DOCUMENT PASSAGE =>
━━━━━━━━

Somewhere around the launch of the PSP, we lost sight of what a good handheld game should be like. They should be easy to pick up and play, but equally easy to put down when the train ride is over or you’re pushing the limits of how long one should spend on the toilet. Infinity Blade is not Epic Citadel with bells and whistles: it’s not about free roaming or exploration, perhaps surprising since the last game developed by Chair was the sprawling Shadow Complex. In fact, the reason why it works so well is because it strips out the exploration and all that entails: you don’t need to remember where you were in the world, your mission objective, your side quests, the inventory you’re trying to manage, when to take the lasagne out of the oven or ten thousand other micro-management tasks.
For all its modern polish, Infinity Blade has much in common with arcade beat-em-ups of yore: you march along a linear gauntlet of moronic foes with attack patterns you can see coming before they’ve even thought of them, beating them to a lumpy paste and collecting the odd health potion/ freshly roasted meat joint along the way. You’ll engage in a series one-on-one melee encounters where you must swipe, stab and poke the screen for all your worth to slash your sword and parry the enemy’s strikes. Although your repertoire is limited, your moves feel very fluid and a perfect match for the iPhone where horrible virtual button overlays have tried and failed. Within minutes of picking up the game you’re fighting like a master swordsman, learning when to dodge and when to cower behind your shield. The key is to wait for an opening in your enemy’s defence, then swipe the screen like you’re scrolling the world’s longest address book in search of Zebedee Zip.

━━━━━━━━

RECORDS SUPPLIED =>
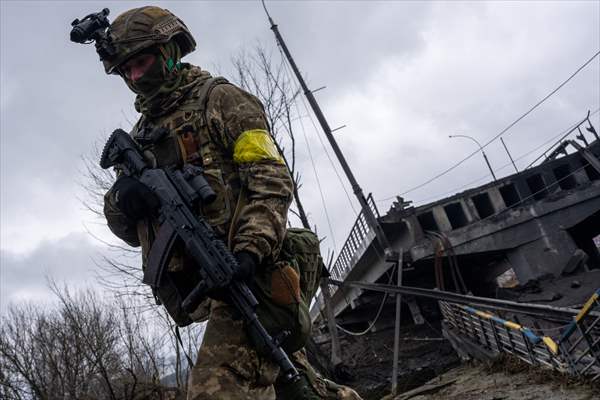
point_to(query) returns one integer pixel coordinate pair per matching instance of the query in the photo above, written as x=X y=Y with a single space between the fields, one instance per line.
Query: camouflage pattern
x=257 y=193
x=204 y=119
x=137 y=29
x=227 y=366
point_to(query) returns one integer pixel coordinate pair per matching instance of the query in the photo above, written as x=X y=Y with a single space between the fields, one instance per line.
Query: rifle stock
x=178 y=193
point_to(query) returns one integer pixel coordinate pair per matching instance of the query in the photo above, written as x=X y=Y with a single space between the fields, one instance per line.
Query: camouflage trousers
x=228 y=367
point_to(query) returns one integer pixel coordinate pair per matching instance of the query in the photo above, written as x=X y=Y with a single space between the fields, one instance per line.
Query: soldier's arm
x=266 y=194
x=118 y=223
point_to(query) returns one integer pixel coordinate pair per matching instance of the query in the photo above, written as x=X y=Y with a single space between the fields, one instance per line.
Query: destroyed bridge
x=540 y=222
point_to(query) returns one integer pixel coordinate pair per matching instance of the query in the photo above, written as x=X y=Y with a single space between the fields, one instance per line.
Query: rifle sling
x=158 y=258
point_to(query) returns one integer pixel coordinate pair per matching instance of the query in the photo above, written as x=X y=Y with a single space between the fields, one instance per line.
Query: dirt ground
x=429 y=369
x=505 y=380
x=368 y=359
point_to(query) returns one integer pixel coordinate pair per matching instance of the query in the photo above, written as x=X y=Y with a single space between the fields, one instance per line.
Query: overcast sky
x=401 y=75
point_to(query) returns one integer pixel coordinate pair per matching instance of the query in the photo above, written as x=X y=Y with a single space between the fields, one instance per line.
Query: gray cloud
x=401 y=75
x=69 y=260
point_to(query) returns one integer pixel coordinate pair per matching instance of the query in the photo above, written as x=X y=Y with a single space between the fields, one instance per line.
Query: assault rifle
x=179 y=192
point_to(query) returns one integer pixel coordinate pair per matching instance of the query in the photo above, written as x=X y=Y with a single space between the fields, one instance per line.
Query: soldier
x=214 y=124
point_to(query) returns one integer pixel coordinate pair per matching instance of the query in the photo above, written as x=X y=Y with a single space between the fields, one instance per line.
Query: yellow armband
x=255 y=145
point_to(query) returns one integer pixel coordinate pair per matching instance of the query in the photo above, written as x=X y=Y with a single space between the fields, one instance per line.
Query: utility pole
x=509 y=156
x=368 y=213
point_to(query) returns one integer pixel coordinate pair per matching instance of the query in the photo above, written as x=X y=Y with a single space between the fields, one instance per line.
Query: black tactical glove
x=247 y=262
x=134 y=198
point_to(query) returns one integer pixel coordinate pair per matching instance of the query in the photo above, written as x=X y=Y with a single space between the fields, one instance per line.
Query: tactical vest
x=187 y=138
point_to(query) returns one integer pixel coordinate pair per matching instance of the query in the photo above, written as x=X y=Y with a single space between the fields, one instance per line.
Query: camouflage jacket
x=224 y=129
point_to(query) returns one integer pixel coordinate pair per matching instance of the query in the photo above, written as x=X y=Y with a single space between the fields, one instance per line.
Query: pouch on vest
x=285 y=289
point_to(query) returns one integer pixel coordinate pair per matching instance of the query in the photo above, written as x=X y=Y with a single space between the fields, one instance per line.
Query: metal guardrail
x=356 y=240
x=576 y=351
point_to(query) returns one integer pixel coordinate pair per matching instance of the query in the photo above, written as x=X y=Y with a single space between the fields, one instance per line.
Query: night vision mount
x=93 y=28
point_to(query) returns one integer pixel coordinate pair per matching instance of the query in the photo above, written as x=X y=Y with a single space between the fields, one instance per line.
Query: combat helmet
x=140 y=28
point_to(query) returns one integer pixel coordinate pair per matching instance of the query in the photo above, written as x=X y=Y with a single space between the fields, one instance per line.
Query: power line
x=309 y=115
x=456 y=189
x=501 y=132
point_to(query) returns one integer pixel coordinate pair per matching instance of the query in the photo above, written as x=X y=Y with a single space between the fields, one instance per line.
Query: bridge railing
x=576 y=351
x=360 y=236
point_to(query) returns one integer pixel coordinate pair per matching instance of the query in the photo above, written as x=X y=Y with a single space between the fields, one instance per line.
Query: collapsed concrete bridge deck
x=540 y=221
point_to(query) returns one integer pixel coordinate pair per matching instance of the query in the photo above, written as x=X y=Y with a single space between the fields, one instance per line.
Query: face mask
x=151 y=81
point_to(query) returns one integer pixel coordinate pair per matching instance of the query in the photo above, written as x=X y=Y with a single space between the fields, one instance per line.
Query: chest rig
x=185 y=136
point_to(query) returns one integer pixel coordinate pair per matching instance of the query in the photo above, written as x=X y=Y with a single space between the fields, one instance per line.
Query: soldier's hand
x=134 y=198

━━━━━━━━

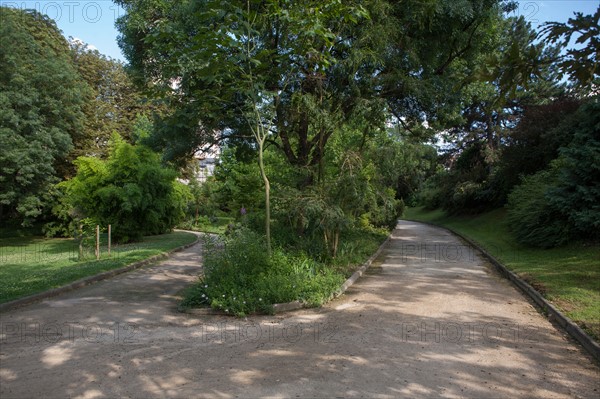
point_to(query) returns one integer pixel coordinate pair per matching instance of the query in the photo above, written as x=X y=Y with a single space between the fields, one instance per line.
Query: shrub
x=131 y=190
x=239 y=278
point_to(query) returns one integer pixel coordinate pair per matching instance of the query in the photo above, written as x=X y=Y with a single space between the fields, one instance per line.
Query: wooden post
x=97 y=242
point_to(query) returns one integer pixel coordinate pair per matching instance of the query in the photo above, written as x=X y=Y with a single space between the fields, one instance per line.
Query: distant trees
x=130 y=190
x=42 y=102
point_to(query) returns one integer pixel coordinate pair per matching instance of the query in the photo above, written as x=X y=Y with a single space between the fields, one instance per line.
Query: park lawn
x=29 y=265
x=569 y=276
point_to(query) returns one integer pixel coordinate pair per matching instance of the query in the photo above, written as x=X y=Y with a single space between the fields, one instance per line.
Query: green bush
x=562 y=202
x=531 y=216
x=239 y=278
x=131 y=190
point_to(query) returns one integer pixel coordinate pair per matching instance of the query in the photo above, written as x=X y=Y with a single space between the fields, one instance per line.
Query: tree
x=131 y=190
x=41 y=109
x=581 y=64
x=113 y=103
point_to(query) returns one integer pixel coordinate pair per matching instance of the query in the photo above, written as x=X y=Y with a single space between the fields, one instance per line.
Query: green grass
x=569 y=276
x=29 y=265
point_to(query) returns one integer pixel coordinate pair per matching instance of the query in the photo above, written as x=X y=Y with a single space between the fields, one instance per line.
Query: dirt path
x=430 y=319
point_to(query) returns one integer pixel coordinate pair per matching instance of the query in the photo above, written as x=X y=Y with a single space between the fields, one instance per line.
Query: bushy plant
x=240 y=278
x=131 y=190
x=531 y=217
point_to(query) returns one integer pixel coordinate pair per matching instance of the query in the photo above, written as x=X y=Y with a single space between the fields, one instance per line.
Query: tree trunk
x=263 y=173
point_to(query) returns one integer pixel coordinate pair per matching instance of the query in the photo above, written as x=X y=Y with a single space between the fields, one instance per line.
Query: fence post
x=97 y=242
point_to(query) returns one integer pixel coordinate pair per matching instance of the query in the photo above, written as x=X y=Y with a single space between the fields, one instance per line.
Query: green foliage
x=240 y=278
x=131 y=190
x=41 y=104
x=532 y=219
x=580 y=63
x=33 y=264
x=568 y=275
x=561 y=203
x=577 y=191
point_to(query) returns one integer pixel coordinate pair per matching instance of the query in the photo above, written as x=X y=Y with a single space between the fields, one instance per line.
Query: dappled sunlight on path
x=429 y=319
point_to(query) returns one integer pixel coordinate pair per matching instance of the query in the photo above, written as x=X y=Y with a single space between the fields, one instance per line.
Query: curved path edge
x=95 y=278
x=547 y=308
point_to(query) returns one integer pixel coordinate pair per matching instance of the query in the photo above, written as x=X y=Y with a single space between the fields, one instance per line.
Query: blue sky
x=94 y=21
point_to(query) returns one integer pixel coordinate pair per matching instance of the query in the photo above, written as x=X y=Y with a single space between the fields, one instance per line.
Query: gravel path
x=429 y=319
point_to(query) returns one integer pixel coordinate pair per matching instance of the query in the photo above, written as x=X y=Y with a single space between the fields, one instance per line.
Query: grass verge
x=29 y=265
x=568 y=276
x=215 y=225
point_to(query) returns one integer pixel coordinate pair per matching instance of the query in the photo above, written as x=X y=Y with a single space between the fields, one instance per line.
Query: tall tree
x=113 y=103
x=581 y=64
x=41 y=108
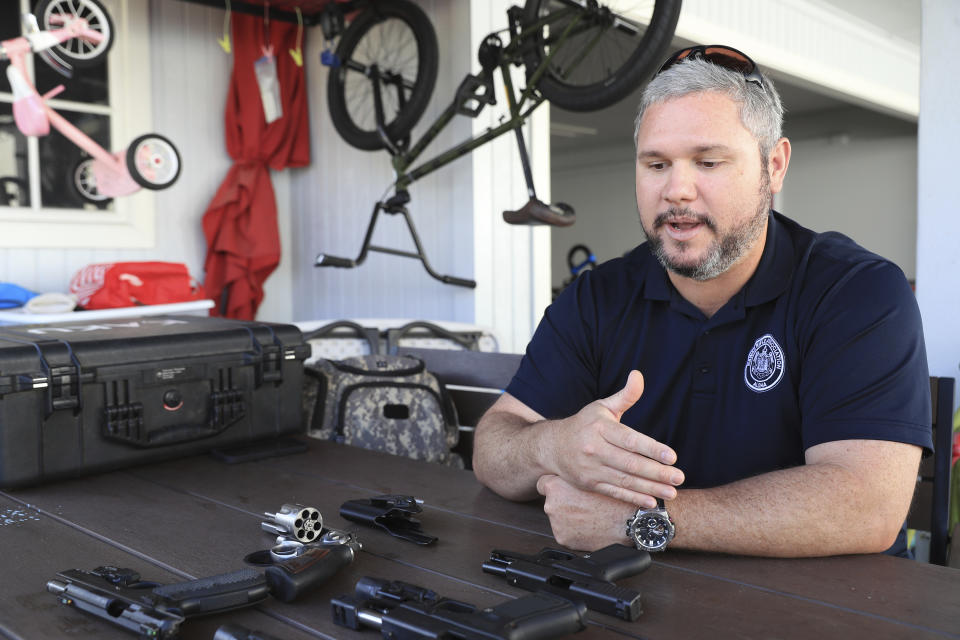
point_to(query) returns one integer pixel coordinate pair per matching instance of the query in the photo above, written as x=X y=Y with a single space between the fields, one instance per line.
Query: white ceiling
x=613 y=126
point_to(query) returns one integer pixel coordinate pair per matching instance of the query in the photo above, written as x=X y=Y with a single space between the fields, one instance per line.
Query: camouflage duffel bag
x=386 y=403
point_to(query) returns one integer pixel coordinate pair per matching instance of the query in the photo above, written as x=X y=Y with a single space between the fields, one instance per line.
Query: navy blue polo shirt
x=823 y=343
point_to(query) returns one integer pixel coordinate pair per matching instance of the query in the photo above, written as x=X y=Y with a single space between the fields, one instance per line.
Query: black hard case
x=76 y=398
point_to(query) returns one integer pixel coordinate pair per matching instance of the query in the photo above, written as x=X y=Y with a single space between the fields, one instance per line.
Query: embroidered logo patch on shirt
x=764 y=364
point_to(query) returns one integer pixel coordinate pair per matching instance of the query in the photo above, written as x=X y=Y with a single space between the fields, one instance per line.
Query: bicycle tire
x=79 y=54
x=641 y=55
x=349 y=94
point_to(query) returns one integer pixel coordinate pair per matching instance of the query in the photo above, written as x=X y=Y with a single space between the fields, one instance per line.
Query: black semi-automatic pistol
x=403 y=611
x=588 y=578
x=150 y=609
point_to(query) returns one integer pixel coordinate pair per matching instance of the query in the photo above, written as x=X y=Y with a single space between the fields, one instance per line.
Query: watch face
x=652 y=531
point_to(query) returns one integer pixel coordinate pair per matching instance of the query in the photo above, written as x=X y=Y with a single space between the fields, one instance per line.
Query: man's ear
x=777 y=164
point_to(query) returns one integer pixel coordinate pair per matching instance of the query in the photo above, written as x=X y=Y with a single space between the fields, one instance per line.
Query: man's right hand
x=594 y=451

━━━━━━━━

REQUIRED WORK =>
Reproduce the Infinity Blade text word for word, everything from "Somewhere around the" down to "other micro-management tasks.".

SOLUTION TO THIS PROBLEM =>
Somewhere around the launch of the PSP, we lost sight of what a good handheld game should be like. They should be easy to pick up and play, but equally easy to put down when the train ride is over or you’re pushing the limits of how long one should spend on the toilet. Infinity Blade is not Epic Citadel with bells and whistles: it’s not about free roaming or exploration, perhaps surprising since the last game developed by Chair was the sprawling Shadow Complex. In fact, the reason why it works so well is because it strips out the exploration and all that entails: you don’t need to remember where you were in the world, your mission objective, your side quests, the inventory you’re trying to manage, when to take the lasagne out of the oven or ten thousand other micro-management tasks.